> **WORK TASK 1**
According to the article on taxing US cannabis businesses, what cost may still be deducted even though Section 280E generally disallows deductions?
> **WORK TASK 2**
List every year mentioned in the article on taxing US cannabis businesses.
> **WORK TASK 3**
Extend the article on taxing US cannabis businesses from its last sentence.

> **GIVEN PASSAGE**
○ ○ ○ ○

Taxation of cannabis businesses in the US: the do’s and don’ts

While a number of US states have legalized marijuana and cannabis based products for medical and/or recreational use, the US federal tax rules take a harsh perspective on the deductibility of certain expenses associated with the cannabis businesses.

A number of cases ruled on in late 2018 have provided additional guidance.  We will discuss a brief background to the law as well as provide some “do’s” and “don’ts” to make sure that after tax profits of an operator or an investor in a US cannabis business do not go “up in smoke”.

Background

In 1970, the Controlled Substances Act (“CSA”) was signed into law by President Nixon[1].  Marijuana, or cannabis, was listed as a Schedule I Substance which had the “highest potential for abuse and no accredited medical use.[2]

In 1982, the Reagan Administration enacted Section 280E of the Internal Revenue Code in response to a Tax Court case where a drug dealer was allowed to deduct the expenses associated with his illegal activities to mitigate his tax liability[3].

Section 280E disallowed deductions or credits for amounts paid in the trade or business of trafficking in controlled substances within the meaning of Schedule I and II of the CSA (e.g. cannabis).  Though deductions are generally disallowed, the cost of goods sold may still be deducted.

Regulations have not been issued to specifically delineate deduction guidelines.  Therefore, those engaged in a US cannabis business must rely on the guidance provided in a number of court cases.

The sale of cannabis in some form has now been legalized in 33 states and the District of Columbia, although it remains illegal under federal law.

The US legal (from a state perspective) cannabis market had reached almost USD $10 billion in retail sales in 2017, the last year which statistics are available.  It is expected that the legal (again, state-wise) market will reach $24.5 billion by 2021[4].

Tax “Do” and “Don’t” List for a US Cannabis Business

Do: To the extent that other services such as caregiving, legal services, etc. are provided, careful accounting must be done to separate costs associated with the sale of cannabis is segregated from other costs.  In a case where a taxpayer was able to deduct 90% of its expenses, these processes were followed[5].

○ ○ ○ ○

[Data items]
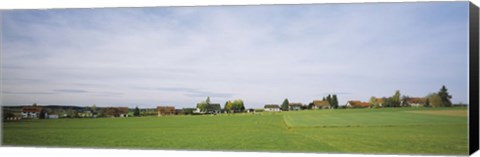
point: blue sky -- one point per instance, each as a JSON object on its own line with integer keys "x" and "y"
{"x": 262, "y": 54}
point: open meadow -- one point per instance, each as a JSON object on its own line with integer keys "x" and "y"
{"x": 377, "y": 131}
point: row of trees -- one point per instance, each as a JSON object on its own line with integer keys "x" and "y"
{"x": 332, "y": 100}
{"x": 234, "y": 106}
{"x": 438, "y": 99}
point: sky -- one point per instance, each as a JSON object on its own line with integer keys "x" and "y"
{"x": 178, "y": 56}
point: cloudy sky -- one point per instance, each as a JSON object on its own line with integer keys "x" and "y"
{"x": 262, "y": 54}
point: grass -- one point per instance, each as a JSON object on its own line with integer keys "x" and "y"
{"x": 377, "y": 131}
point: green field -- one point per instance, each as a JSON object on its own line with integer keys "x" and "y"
{"x": 373, "y": 131}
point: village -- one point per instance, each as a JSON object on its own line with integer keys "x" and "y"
{"x": 206, "y": 107}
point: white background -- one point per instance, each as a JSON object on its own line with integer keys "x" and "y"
{"x": 74, "y": 152}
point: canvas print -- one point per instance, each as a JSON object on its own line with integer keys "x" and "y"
{"x": 370, "y": 78}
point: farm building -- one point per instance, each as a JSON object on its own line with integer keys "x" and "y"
{"x": 295, "y": 106}
{"x": 116, "y": 111}
{"x": 320, "y": 104}
{"x": 179, "y": 112}
{"x": 85, "y": 114}
{"x": 415, "y": 102}
{"x": 214, "y": 108}
{"x": 32, "y": 112}
{"x": 357, "y": 104}
{"x": 272, "y": 108}
{"x": 165, "y": 110}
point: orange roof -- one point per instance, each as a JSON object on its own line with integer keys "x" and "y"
{"x": 31, "y": 109}
{"x": 357, "y": 103}
{"x": 320, "y": 103}
{"x": 416, "y": 100}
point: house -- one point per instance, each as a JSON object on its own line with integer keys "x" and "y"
{"x": 357, "y": 104}
{"x": 295, "y": 106}
{"x": 415, "y": 101}
{"x": 272, "y": 108}
{"x": 116, "y": 111}
{"x": 321, "y": 104}
{"x": 213, "y": 108}
{"x": 379, "y": 101}
{"x": 31, "y": 112}
{"x": 52, "y": 116}
{"x": 165, "y": 110}
{"x": 85, "y": 114}
{"x": 179, "y": 112}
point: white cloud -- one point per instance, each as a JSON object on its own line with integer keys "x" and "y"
{"x": 261, "y": 54}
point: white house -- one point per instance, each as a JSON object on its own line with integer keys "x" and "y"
{"x": 272, "y": 108}
{"x": 31, "y": 112}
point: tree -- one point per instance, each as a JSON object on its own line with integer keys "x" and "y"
{"x": 94, "y": 108}
{"x": 445, "y": 97}
{"x": 285, "y": 105}
{"x": 396, "y": 99}
{"x": 404, "y": 102}
{"x": 228, "y": 106}
{"x": 387, "y": 102}
{"x": 208, "y": 100}
{"x": 238, "y": 106}
{"x": 329, "y": 99}
{"x": 434, "y": 100}
{"x": 427, "y": 103}
{"x": 203, "y": 104}
{"x": 335, "y": 101}
{"x": 372, "y": 102}
{"x": 136, "y": 112}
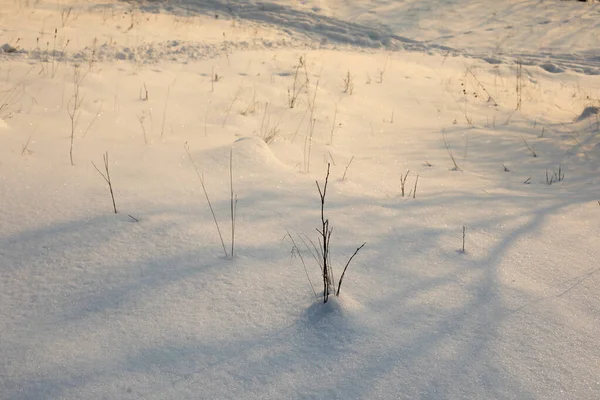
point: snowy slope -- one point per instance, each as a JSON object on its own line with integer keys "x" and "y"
{"x": 144, "y": 304}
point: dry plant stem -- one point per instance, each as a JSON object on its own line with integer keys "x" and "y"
{"x": 74, "y": 106}
{"x": 107, "y": 178}
{"x": 162, "y": 129}
{"x": 206, "y": 118}
{"x": 403, "y": 182}
{"x": 296, "y": 250}
{"x": 26, "y": 145}
{"x": 346, "y": 170}
{"x": 233, "y": 201}
{"x": 312, "y": 124}
{"x": 519, "y": 84}
{"x": 325, "y": 234}
{"x": 456, "y": 168}
{"x": 296, "y": 88}
{"x": 333, "y": 125}
{"x": 533, "y": 153}
{"x": 415, "y": 188}
{"x": 187, "y": 149}
{"x": 93, "y": 120}
{"x": 490, "y": 98}
{"x": 237, "y": 95}
{"x": 346, "y": 267}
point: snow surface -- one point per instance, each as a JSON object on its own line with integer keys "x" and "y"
{"x": 144, "y": 304}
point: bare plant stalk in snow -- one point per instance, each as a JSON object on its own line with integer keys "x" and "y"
{"x": 324, "y": 247}
{"x": 106, "y": 177}
{"x": 233, "y": 201}
{"x": 74, "y": 106}
{"x": 201, "y": 178}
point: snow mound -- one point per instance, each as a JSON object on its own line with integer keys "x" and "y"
{"x": 588, "y": 112}
{"x": 250, "y": 151}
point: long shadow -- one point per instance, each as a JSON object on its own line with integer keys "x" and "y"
{"x": 394, "y": 340}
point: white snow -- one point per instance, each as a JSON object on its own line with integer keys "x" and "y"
{"x": 144, "y": 304}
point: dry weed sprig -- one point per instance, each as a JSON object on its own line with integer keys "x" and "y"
{"x": 106, "y": 177}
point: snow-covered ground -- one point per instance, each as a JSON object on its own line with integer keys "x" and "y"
{"x": 492, "y": 105}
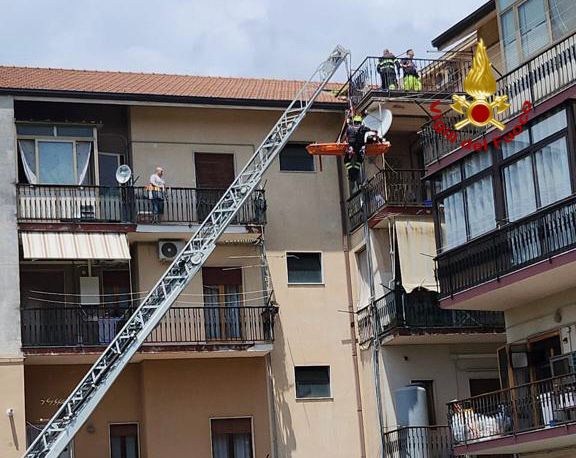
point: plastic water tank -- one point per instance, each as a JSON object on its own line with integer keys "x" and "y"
{"x": 411, "y": 406}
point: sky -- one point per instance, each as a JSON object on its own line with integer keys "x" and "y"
{"x": 246, "y": 38}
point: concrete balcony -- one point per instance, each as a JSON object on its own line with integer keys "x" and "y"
{"x": 535, "y": 417}
{"x": 399, "y": 191}
{"x": 61, "y": 330}
{"x": 517, "y": 263}
{"x": 416, "y": 319}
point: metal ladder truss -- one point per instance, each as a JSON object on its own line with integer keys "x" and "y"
{"x": 62, "y": 427}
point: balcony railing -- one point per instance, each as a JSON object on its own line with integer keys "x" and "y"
{"x": 536, "y": 80}
{"x": 419, "y": 441}
{"x": 437, "y": 79}
{"x": 418, "y": 313}
{"x": 534, "y": 238}
{"x": 88, "y": 326}
{"x": 523, "y": 408}
{"x": 387, "y": 188}
{"x": 129, "y": 205}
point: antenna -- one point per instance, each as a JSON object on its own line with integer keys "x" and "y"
{"x": 378, "y": 119}
{"x": 123, "y": 174}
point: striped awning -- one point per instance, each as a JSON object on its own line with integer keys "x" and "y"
{"x": 75, "y": 245}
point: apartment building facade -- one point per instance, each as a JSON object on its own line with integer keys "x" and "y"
{"x": 235, "y": 368}
{"x": 504, "y": 227}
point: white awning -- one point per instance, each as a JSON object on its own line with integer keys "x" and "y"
{"x": 75, "y": 245}
{"x": 416, "y": 250}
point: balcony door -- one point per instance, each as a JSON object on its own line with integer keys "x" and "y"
{"x": 214, "y": 173}
{"x": 222, "y": 302}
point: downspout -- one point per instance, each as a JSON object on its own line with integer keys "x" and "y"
{"x": 351, "y": 312}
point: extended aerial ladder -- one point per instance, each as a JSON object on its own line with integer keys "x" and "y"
{"x": 70, "y": 417}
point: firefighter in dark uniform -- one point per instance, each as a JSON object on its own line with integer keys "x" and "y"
{"x": 387, "y": 68}
{"x": 355, "y": 133}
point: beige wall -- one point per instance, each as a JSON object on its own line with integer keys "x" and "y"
{"x": 303, "y": 215}
{"x": 171, "y": 400}
{"x": 554, "y": 312}
{"x": 12, "y": 429}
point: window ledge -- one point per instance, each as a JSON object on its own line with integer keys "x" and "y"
{"x": 327, "y": 399}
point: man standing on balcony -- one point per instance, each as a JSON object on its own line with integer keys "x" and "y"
{"x": 156, "y": 190}
{"x": 411, "y": 78}
{"x": 387, "y": 69}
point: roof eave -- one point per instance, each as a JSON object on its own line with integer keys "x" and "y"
{"x": 161, "y": 98}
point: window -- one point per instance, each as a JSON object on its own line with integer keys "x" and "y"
{"x": 52, "y": 154}
{"x": 428, "y": 385}
{"x": 528, "y": 26}
{"x": 304, "y": 268}
{"x": 222, "y": 302}
{"x": 124, "y": 442}
{"x": 295, "y": 158}
{"x": 312, "y": 382}
{"x": 469, "y": 211}
{"x": 231, "y": 438}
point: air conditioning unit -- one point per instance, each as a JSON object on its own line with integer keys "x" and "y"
{"x": 169, "y": 249}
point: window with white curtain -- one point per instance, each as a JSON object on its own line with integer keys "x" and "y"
{"x": 231, "y": 438}
{"x": 56, "y": 154}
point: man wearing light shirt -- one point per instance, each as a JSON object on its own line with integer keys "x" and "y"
{"x": 156, "y": 188}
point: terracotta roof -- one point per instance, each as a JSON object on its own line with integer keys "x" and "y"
{"x": 152, "y": 85}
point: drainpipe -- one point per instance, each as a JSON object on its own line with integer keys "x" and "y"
{"x": 351, "y": 312}
{"x": 373, "y": 310}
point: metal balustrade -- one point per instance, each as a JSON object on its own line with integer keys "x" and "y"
{"x": 527, "y": 407}
{"x": 402, "y": 187}
{"x": 513, "y": 246}
{"x": 538, "y": 79}
{"x": 437, "y": 79}
{"x": 418, "y": 441}
{"x": 93, "y": 326}
{"x": 129, "y": 205}
{"x": 418, "y": 312}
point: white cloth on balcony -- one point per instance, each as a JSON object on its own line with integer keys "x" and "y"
{"x": 416, "y": 249}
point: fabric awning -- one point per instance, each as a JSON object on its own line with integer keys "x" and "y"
{"x": 75, "y": 245}
{"x": 416, "y": 250}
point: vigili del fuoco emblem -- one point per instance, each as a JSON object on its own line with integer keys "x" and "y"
{"x": 480, "y": 84}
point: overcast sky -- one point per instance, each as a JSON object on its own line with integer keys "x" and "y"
{"x": 253, "y": 38}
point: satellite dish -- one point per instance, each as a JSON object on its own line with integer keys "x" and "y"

○ ○ ○ ○

> **REPLY 1**
The cost of goods sold may still be deducted.

> **REPLY 2**
2018, 1970, 1982, 2017, 2021

> **REPLY 3**
Don’t: Maintain sloppy or no records.  Also, do not treat the sale of cannabis and other “businesses” as a single trade or business[6].

Do: Consider separate management and employee payroll for the cannabis sale business and other businesses.  It can buttress the deductibility and other business under the “separate line of business” approach.

Don’t: Use the same management and employees for both businesses as it can blur the separation of the separate business and result in a disallowance of deductibility for both.

Do: Charge separately for otherwise bundled services and goods.

Don’t: Provide additional goods and services at no additional costs.  In the recent Harborside case, one of the largest medical dispensaries in California, the taxpayer provided patient services, community outreach and therapeutic sessions such a yoga and tai chi for no additional costs.  As well, it sold apparel and other branded souvenirs promoting the Harborside brand[7].

In its ruling, the court rules that Harborside’s branding activities were part of a “unified business enterprise” with its cannabis selling activities.  As well, other services provided were incidental to the sale of cannabis related products.  Therefore, it denied almost 99% of Harborside’s deductions[8].

Do: Use a C corporation to conduct US business.

Don’t: Use a flow through like an S corporation, LLC or partnership.  A flow-through could result in a disallowance at the entity level and an inclusion at the owner level resulting in a “double jeopardy” result especially where the flow through pays the owner.

Do: Use separate corporations for cannabis and non-cannabis operations.

Don’t: Assume that a separate management company for running the cannabis business will provide a workaround for deducting expenses.  A very recent case held that where the management company’s employees were engaged in the purchase and sale of marijuana, even where it did not assume title to the product, the costs of the management company were not deductible[9].

Have questions? For more information reach out to Zeifmans’ US tax partner, Stanley Abraham , or a member of our cannabis team.

[1] Pub. L. No. 91-513

[2] 21 USC §812 (b)(1)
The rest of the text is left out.